## YOUR TASK:
Lines from the one containing "If you could pin the paving" through the end of the data are to be returned exactly, and no others.

## TASK DATA:

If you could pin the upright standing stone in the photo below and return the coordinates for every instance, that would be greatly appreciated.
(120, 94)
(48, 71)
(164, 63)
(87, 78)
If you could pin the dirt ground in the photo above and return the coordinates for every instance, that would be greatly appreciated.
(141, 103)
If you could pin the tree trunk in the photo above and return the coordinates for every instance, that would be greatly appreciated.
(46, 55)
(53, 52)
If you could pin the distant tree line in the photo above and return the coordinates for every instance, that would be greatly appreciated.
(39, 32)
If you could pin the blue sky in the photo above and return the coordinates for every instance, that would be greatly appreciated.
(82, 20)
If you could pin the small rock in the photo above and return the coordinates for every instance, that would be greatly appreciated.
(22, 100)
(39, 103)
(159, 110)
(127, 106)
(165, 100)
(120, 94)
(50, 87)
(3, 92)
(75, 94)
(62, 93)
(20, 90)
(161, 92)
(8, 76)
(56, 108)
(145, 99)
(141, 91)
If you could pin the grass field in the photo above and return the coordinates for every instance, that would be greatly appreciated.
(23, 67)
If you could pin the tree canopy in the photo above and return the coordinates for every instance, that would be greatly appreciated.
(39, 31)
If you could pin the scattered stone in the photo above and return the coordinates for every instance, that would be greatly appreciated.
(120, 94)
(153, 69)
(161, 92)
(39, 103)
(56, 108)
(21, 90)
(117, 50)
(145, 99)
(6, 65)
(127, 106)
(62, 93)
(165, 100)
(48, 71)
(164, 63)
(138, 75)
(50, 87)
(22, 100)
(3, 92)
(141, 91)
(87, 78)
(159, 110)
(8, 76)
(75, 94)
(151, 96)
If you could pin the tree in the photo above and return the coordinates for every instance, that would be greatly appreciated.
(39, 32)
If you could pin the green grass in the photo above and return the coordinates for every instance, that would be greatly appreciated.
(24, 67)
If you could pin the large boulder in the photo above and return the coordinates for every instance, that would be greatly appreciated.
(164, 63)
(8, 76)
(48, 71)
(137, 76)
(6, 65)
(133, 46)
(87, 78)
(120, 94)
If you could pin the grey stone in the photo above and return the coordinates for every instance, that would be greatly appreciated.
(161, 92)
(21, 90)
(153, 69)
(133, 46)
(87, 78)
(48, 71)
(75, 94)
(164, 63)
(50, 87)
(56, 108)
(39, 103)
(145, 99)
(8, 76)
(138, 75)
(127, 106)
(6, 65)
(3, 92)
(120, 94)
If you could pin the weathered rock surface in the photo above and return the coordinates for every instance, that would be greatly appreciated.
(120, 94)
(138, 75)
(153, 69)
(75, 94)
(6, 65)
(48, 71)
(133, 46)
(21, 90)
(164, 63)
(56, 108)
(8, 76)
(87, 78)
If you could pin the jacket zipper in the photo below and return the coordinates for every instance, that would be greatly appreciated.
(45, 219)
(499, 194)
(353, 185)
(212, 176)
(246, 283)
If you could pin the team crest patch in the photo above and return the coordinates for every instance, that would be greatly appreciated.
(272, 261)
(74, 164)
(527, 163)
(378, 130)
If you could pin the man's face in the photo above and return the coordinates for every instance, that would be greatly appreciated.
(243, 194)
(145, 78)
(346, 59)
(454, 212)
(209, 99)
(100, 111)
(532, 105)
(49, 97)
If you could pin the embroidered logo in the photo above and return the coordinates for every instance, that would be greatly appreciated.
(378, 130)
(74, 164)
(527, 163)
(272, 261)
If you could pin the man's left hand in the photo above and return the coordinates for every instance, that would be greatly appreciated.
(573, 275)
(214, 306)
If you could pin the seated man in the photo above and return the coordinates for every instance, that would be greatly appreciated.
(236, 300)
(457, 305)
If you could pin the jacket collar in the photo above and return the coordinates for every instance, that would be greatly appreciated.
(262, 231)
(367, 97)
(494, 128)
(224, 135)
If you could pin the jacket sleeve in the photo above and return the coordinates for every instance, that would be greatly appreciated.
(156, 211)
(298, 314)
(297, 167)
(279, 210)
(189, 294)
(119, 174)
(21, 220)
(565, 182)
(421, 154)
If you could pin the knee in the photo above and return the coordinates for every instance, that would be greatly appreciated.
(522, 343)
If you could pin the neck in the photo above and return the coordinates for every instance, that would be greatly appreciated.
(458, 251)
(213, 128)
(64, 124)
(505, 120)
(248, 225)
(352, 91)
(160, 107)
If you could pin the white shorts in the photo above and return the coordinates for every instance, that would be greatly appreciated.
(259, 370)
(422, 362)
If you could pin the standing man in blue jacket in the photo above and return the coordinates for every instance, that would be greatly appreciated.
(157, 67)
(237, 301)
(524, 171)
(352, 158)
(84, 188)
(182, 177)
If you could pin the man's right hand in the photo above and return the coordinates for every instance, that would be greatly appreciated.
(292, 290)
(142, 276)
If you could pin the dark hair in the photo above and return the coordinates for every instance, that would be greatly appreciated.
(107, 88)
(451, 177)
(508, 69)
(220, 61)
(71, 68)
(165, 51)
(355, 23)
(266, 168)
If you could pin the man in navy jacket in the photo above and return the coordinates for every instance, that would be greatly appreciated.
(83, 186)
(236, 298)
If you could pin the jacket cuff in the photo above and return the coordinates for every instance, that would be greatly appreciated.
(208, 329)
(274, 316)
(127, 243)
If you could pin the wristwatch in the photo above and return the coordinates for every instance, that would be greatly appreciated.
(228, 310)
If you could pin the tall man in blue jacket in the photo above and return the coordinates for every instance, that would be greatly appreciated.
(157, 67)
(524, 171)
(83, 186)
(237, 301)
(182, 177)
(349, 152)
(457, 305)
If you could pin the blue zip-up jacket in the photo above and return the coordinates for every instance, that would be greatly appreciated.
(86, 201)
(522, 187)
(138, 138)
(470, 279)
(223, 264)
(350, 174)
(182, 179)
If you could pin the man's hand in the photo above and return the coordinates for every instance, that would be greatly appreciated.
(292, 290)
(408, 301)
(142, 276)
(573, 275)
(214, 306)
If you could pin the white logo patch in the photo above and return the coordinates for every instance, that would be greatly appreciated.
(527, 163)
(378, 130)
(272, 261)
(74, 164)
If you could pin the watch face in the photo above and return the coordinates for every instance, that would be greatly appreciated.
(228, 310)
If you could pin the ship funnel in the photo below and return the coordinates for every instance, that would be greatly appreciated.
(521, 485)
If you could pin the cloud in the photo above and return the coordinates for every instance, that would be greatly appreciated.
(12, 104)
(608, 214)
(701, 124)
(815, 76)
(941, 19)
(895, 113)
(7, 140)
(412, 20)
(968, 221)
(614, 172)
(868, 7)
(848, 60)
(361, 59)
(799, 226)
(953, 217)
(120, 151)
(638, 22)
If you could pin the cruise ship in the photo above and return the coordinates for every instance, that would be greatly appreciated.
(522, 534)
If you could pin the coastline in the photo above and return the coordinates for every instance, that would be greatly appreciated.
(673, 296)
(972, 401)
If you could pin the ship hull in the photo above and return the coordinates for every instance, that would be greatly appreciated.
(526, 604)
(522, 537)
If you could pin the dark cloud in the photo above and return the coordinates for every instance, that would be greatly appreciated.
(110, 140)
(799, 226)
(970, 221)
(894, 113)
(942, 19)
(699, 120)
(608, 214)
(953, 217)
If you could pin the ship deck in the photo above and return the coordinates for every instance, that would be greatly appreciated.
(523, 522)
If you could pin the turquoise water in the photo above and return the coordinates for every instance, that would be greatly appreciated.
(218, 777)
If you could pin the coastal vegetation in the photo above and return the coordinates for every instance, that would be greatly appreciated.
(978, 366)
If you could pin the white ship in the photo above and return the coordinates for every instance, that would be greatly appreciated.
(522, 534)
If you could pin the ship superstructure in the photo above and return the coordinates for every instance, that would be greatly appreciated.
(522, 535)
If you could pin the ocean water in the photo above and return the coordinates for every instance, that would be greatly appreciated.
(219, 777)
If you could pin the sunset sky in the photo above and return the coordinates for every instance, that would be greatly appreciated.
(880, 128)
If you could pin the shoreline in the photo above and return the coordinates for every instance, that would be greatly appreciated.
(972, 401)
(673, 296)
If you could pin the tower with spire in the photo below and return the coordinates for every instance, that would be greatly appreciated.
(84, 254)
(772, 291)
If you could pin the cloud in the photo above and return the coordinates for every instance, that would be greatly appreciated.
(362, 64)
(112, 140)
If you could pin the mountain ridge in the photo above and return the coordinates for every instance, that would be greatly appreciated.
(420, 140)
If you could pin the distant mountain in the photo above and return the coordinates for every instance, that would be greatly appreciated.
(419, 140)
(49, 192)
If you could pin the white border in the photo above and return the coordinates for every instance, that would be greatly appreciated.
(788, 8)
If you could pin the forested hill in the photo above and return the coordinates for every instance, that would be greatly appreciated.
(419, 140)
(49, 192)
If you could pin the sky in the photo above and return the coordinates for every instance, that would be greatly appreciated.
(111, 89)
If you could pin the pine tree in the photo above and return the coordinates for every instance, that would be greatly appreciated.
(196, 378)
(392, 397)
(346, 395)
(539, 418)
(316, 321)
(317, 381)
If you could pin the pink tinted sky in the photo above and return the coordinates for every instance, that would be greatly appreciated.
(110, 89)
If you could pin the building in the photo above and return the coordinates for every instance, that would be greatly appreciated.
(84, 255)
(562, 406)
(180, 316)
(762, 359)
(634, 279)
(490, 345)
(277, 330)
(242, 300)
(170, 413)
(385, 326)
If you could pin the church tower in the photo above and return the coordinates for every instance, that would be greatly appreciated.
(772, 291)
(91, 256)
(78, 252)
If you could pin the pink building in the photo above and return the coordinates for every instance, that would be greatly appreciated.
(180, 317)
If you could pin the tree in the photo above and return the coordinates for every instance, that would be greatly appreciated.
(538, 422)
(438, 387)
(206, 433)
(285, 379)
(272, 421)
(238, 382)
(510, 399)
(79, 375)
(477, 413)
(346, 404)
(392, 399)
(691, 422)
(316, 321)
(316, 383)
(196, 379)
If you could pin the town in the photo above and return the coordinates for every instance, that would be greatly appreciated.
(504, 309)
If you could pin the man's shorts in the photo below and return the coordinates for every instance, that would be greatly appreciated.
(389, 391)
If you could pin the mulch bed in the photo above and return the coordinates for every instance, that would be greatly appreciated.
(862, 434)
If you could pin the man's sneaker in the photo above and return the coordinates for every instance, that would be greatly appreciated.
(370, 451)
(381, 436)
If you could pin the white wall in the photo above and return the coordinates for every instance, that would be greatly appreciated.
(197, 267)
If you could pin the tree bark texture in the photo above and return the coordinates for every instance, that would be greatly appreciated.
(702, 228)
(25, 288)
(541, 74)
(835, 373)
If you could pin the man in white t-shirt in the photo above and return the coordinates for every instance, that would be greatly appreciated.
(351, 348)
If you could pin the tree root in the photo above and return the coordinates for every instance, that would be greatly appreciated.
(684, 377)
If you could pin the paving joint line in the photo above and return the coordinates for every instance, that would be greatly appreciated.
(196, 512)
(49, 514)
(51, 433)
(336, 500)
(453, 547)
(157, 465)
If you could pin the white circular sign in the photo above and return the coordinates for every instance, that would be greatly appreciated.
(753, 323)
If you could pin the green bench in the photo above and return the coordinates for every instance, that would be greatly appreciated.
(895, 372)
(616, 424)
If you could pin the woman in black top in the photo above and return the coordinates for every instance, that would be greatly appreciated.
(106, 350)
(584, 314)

## RESULT:
If you could pin the paving joint line in the photo above and return the coordinates for every instance, that would be greatly appreciated.
(196, 512)
(49, 514)
(51, 433)
(336, 500)
(453, 547)
(157, 465)
If you could pin the white circular sign in the photo above and return the coordinates for every instance, that would be greatly appreciated.
(753, 323)
If you could pin the green bench in the photo above and return the coordinates for every instance, that would be greatly appreciated.
(895, 372)
(616, 424)
If you could pin the woman in black top in the photo above and return the coordinates for every instance, that would be greatly appreciated.
(106, 350)
(584, 314)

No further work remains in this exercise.